#### MATERIAL FOR THIS EXERCISE

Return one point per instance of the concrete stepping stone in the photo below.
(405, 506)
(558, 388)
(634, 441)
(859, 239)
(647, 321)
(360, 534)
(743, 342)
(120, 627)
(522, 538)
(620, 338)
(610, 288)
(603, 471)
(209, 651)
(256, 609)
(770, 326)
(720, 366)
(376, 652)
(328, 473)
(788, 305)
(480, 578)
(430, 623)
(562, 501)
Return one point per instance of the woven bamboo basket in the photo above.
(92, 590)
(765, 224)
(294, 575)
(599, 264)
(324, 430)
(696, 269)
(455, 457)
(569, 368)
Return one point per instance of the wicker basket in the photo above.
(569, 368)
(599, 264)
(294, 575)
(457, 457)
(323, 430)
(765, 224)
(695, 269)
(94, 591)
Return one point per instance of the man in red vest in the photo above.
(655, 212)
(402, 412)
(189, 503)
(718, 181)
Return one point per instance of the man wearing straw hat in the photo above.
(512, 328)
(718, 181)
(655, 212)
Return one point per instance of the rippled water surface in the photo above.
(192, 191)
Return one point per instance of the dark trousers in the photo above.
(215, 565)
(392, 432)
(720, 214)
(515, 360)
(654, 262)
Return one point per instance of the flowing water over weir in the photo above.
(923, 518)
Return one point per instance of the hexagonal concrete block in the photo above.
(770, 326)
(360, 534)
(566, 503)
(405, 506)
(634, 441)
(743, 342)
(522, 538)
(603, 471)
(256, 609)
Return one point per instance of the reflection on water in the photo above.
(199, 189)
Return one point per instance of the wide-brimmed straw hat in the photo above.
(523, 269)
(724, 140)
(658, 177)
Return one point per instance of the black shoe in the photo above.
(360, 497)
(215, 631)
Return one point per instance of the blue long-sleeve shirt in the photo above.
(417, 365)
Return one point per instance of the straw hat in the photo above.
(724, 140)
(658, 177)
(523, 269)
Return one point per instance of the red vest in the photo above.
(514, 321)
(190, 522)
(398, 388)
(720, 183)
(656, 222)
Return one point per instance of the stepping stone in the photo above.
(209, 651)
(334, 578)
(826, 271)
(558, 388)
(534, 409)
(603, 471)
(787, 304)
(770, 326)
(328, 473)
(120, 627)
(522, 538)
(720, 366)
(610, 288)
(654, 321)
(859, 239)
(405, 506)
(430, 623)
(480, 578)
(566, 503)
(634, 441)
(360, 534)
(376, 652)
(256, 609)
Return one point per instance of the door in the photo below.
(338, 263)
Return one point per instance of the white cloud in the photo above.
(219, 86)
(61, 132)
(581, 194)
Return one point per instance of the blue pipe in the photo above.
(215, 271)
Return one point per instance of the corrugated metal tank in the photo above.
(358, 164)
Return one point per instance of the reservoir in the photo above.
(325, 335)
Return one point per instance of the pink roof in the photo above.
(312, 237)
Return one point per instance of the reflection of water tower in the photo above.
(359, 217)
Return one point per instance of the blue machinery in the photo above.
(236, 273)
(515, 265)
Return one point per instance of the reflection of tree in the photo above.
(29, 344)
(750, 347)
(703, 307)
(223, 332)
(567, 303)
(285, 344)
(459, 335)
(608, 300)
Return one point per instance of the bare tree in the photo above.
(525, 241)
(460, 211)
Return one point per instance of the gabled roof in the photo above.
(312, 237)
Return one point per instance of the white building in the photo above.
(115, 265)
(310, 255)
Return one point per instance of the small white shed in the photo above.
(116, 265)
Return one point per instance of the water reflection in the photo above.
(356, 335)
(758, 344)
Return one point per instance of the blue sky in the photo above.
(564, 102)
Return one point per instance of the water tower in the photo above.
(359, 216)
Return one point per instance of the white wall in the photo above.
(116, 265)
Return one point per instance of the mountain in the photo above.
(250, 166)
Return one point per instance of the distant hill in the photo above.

########

• _SET PROBLEM_
Repeat the entries above word for word, from the line with "Return one point per instance of the blue sky" through the final line of the entries, including both.

• _TASK RESULT_
Return one point per instance of the blue sky in the photo above.
(564, 102)
Return one point per instance of the water tower in the photo above.
(359, 216)
Return one point per instance of the white wall in the photo above.
(116, 265)
Return one point per instance of the mountain in the photo above.
(250, 166)
Return one point per instance of the distant hill in the photo above.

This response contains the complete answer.